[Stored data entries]
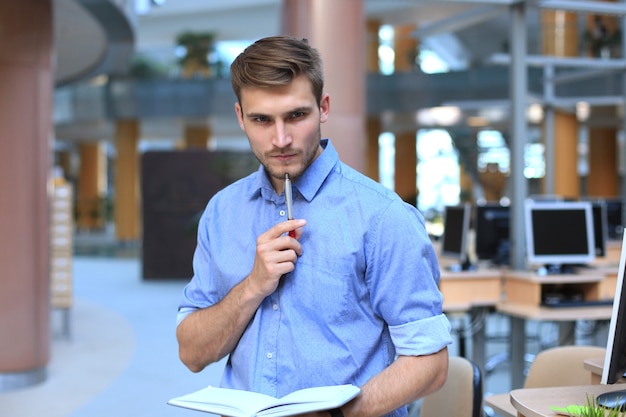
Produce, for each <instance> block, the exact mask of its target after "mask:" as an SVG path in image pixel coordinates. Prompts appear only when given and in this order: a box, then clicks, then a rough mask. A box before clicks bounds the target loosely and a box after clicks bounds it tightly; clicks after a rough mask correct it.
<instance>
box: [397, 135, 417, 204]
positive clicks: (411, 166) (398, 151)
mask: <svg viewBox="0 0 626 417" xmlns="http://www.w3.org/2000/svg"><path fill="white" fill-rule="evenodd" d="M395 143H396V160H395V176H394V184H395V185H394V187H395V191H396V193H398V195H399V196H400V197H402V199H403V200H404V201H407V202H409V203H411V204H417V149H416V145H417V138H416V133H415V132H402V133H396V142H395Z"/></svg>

Your task:
Copy every line in the data above that has the string "instance" in it.

Exercise solution:
Produce, for each <instance> block, the exact mask of its target after "mask:" as an SVG path in image pixel coordinates. Prompts appear only when given and in this order: a box, then clicks, then a rough mask. A box before clicks bounds the target loosely and a box after clicks bounds it tightly; clicks after a rough mask correct it.
<instance>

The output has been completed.